(Stored records)

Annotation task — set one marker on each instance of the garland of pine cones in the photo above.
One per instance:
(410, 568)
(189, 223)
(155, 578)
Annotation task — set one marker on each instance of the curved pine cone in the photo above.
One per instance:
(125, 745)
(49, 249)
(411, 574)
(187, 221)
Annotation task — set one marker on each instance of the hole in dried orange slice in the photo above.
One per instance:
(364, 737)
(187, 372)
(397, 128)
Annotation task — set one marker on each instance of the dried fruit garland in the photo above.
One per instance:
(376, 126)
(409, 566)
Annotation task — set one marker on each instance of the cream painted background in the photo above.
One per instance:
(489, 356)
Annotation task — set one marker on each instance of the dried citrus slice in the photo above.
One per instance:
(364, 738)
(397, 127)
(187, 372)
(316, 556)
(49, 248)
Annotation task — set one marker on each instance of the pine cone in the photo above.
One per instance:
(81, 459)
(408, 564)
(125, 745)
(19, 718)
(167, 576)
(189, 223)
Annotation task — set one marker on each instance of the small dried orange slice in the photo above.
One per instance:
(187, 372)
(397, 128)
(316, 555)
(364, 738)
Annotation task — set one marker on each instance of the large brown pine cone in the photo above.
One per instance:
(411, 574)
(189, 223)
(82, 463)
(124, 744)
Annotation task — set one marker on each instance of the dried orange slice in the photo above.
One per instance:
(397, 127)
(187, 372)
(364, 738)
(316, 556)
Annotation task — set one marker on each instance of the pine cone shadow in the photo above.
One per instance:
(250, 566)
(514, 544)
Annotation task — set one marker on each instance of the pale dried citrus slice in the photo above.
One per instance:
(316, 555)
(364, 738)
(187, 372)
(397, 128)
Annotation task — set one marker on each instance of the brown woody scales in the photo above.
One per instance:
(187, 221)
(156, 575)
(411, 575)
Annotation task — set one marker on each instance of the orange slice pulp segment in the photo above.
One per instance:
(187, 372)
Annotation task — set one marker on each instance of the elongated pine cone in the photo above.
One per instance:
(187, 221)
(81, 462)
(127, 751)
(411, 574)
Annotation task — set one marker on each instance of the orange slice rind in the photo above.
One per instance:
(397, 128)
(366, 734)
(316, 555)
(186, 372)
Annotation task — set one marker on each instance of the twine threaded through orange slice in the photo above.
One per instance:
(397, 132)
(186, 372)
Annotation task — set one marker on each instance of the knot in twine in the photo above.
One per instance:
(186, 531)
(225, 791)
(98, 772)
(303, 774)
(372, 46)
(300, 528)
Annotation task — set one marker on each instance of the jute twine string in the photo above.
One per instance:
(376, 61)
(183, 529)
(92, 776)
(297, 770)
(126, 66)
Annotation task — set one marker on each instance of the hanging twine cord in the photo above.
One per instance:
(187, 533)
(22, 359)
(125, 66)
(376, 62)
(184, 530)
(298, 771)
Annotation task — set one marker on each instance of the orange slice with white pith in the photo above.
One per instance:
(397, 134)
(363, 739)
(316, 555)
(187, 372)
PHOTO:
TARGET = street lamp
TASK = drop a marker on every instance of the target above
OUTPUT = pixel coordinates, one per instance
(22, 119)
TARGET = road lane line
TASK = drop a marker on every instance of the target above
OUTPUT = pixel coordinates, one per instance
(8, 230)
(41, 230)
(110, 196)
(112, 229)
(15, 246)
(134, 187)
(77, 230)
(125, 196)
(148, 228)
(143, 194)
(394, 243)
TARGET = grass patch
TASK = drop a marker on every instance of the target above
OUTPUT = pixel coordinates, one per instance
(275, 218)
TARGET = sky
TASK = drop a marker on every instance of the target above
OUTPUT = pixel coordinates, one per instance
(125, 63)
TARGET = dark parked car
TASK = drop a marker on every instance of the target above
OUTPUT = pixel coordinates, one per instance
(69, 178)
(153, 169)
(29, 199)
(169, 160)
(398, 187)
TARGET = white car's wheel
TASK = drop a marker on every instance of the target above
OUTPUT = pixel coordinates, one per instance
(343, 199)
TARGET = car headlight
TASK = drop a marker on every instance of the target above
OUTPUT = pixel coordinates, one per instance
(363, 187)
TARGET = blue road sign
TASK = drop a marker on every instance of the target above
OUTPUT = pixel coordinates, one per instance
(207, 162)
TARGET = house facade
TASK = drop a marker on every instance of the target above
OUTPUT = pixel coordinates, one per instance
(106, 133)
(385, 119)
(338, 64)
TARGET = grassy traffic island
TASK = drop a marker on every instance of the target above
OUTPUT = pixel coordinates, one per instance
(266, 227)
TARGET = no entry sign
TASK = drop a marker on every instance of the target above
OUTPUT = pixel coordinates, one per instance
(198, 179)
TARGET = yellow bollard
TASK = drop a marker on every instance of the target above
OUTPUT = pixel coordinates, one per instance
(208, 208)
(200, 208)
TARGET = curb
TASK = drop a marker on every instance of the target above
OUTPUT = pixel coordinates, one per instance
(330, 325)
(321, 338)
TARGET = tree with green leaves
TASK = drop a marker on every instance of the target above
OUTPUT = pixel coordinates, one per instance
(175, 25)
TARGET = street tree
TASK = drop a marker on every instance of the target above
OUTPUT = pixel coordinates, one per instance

> What the exercise asks: Can you reproduce the entries starting at the line containing "TARGET = car headlight" and ending at the last line of the entries, substituting "place" for "drop" and keeping everything else unchanged?

> Result of the task:
TARGET = car headlight
TASK = place a marker on every instance of the target above
OUTPUT = pixel coordinates, one per instance
(363, 187)
TARGET = blue road sign
TASK = place a marker on every instance of the target above
OUTPUT = pixel coordinates, one per instance
(207, 162)
TARGET = house facade
TASK = place a marker on every instance of the target above
OUTPUT = pixel coordinates, one per instance
(106, 133)
(385, 119)
(338, 64)
TARGET = grassy traffic island
TASK = place a marker on every instance of the target above
OUTPUT = pixel coordinates, one per instance
(266, 227)
TARGET = no entry sign
TASK = place a marker on every instance of the target above
OUTPUT = pixel coordinates, one per instance
(198, 179)
TARGET = yellow bollard
TASK = place a marker on every instance of the target above
OUTPUT = pixel coordinates, one per instance
(208, 208)
(200, 208)
TARGET = curb
TASK = place a marker on every instance of the target above
OUTPUT = pixel coordinates, one per instance
(330, 325)
(321, 338)
TARGET = tree with green leaves
TASK = place a marker on every instance of the target above
OUTPUT = pixel coordinates, one per instance
(175, 25)
TARGET = street tree
TASK = place a marker on every instance of the target above
OUTPUT = pixel coordinates, one per instance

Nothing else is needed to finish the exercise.